*OBJECTIVE:* Please rewrite the entries that follow, substituting "place a point" for every "drop a dot" and leaving everything else unchanged.

___ GIVEN DATA

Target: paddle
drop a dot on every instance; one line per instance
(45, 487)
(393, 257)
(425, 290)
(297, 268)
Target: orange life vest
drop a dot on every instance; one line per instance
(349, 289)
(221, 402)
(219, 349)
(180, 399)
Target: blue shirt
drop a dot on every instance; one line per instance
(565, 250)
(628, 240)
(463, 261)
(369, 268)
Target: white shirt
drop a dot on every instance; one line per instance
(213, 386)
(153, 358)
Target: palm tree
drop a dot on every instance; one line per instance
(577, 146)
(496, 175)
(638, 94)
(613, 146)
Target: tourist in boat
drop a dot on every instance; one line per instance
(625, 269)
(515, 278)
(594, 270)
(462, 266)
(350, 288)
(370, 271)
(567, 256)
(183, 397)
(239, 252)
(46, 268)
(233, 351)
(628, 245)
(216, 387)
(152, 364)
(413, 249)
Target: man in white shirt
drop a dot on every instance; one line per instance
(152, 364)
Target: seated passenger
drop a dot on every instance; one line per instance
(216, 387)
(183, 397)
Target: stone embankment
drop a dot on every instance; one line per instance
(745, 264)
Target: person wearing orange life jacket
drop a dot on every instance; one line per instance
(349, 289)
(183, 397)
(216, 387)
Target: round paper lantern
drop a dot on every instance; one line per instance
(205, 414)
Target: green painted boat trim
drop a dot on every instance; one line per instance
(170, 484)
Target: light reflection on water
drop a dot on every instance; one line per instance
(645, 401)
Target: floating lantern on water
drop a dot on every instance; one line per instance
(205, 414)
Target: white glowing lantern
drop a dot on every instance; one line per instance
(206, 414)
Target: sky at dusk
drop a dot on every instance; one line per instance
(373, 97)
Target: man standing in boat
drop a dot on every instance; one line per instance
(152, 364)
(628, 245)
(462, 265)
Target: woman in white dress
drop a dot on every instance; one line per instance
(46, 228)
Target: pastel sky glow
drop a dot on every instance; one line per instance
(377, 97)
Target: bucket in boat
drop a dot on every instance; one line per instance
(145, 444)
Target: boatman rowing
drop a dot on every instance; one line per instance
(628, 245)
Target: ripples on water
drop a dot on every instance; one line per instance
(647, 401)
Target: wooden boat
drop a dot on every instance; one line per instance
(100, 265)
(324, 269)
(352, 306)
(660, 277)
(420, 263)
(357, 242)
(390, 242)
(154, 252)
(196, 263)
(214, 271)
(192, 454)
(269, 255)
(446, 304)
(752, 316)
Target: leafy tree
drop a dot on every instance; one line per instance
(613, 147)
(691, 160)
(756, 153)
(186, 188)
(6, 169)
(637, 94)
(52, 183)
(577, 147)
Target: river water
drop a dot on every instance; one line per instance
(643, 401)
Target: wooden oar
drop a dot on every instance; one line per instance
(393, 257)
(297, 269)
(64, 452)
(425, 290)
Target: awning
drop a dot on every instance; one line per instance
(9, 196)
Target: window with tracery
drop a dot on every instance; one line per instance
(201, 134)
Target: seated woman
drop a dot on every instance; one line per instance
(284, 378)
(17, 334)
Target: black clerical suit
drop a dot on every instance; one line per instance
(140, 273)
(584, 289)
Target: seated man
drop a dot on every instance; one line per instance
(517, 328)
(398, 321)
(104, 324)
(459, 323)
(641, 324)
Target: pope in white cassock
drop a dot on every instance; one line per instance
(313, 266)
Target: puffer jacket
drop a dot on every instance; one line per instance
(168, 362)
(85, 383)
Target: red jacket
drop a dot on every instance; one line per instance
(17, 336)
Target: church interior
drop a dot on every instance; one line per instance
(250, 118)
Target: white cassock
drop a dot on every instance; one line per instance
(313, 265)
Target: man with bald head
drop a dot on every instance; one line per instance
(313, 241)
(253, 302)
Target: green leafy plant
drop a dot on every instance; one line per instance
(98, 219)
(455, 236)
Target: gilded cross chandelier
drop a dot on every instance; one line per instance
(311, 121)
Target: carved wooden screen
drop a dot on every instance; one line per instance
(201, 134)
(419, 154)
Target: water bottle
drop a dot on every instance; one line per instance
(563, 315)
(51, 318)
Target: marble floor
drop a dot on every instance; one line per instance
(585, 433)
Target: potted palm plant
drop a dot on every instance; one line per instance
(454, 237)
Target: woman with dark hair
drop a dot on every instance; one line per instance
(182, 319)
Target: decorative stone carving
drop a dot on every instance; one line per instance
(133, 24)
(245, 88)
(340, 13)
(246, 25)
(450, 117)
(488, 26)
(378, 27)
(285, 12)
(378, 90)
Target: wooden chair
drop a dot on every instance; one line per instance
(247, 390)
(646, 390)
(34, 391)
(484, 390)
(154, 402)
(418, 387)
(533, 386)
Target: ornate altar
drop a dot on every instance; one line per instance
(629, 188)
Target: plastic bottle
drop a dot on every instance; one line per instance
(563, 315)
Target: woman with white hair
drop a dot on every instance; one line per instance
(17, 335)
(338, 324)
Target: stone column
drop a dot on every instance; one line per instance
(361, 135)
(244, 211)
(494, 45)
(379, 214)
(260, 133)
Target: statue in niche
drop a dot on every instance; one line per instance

______

*EXPECTED OUTPUT:*
Target: paddle
place a point on every instance; one line per instance
(45, 487)
(393, 257)
(425, 290)
(297, 268)
Target: orange life vest
place a point on every instance; one line per instance
(349, 289)
(221, 402)
(219, 349)
(180, 399)
Target: blue shirt
place a point on every instance; one line per instance
(565, 250)
(628, 240)
(463, 261)
(369, 268)
Target: white shirt
place a point on every instance; one line per instance
(213, 386)
(153, 358)
Target: palm tree
place a point on every instance; one line per instance
(577, 146)
(496, 175)
(638, 94)
(613, 146)
Target: tourist in boat
place a point on every instance; one line per instance
(625, 269)
(515, 278)
(594, 270)
(462, 266)
(350, 288)
(370, 271)
(567, 256)
(183, 397)
(239, 252)
(46, 268)
(233, 351)
(628, 245)
(216, 387)
(152, 364)
(413, 249)
Target: man in white shirt
place a point on every instance; one line per instance
(152, 364)
Target: seated passenger
place a point on every instance; one line per instance
(216, 387)
(183, 397)
Target: stone embankment
place a point on every instance; one line per instance
(745, 264)
Target: person wearing orange life jacket
place a point on every instance; one line per instance
(349, 289)
(183, 397)
(216, 387)
Target: round paper lantern
place a point on every instance; one line per instance
(205, 414)
Target: green painted boat trim
place a point on every instance; one line per instance
(170, 484)
Target: light reflection on water
place a point on every instance; one line per instance
(645, 401)
Target: floating lantern on water
place a point on every instance; one line per instance
(205, 414)
Target: white glowing lantern
place a point on every instance; one line per instance
(206, 414)
Target: sky at dusk
place a point on every instance; one line per instance
(373, 97)
Target: man standing in boat
place a point on every instance; one line per instance
(152, 364)
(628, 245)
(462, 265)
Target: woman in white dress
place a point on every instance; one line per instance
(46, 228)
Target: pastel sky glow
place a point on every instance; one line per instance
(377, 97)
Target: bucket in boat
place a point on every instance; one line per instance
(145, 444)
Target: boatman rowing
place a point on every instance; one line per instance
(628, 245)
Target: ripples on water
place a point on every instance; one line per instance
(647, 401)
Target: wooden boat
place a point on every instance; one line per instance
(100, 265)
(324, 269)
(352, 306)
(660, 277)
(420, 263)
(357, 242)
(390, 242)
(154, 252)
(196, 263)
(214, 271)
(192, 454)
(269, 255)
(446, 304)
(752, 316)
Target: leafy tree
place a point on every instance; one line per instance
(613, 147)
(691, 160)
(756, 153)
(186, 188)
(6, 169)
(637, 94)
(52, 183)
(577, 147)
Target: river water
place a point on every instance; one line per instance
(643, 401)
Target: wooden oar
place a point on every instance; one line per instance
(393, 257)
(297, 269)
(64, 452)
(425, 290)
Target: awning
place a point on every instance; one line per instance
(9, 196)
Target: window with tracery
place a point on every instance; one line per instance
(201, 134)
Target: seated woman
place a point on every instance; one line per instance
(284, 378)
(17, 334)
Target: black clerical suit
place a point on every instance; one line per instance
(140, 273)
(584, 289)
Target: seated man
place a point on every instance; one line per instance
(517, 328)
(398, 321)
(104, 324)
(459, 323)
(641, 324)
Target: pope in white cassock
place a point on every instance; one line per instance
(313, 266)
Target: puffer jacket
place a point on every instance; one line per instance
(168, 362)
(85, 383)
Target: red jacket
place a point on every instance; one line per instance
(17, 336)
Target: church interior
place a point on every instance; one line per instance
(250, 118)
Target: white cassock
place a point on every instance; one line per instance
(313, 265)
Target: man with bald head
place a point on every instance; one line per instance
(313, 241)
(253, 302)
Target: green leafy plant
place a point on every instance; one line per instance
(98, 219)
(455, 236)
Target: gilded cross chandelier
place a point on every instance; one line per instance
(311, 121)
Target: carved wooden screen
place a point on every instance; one line per instance
(201, 134)
(419, 154)
Target: water bottle
place a point on every instance; one line per instance
(563, 315)
(51, 318)
Target: marble floor
place a point on every instance; one line per instance
(585, 433)
Target: potted palm plant
place a point on every instance; one line per instance
(454, 237)
Target: woman with dark hair
place a point on every instance; one line per instance
(182, 319)
Target: decorative stone carving
place a point on every instance; one line per instance
(133, 24)
(245, 88)
(340, 13)
(246, 25)
(450, 117)
(488, 26)
(378, 27)
(285, 12)
(378, 90)
Target: wooden chair
place a point on every instance; one line per instance
(247, 390)
(646, 390)
(34, 391)
(484, 390)
(154, 402)
(418, 387)
(533, 386)
Target: ornate altar
place a point on every instance; one line per instance
(629, 188)
Target: plastic bottle
place a point on every instance; one line per instance
(563, 315)
Target: woman with white hair
place a point on every instance; one line per instance
(17, 335)
(338, 324)
Target: stone column
place a point on every instance; one line per instance
(361, 135)
(244, 211)
(494, 45)
(379, 214)
(260, 133)
Target: statue in niche
place a point on every instance; one line per instance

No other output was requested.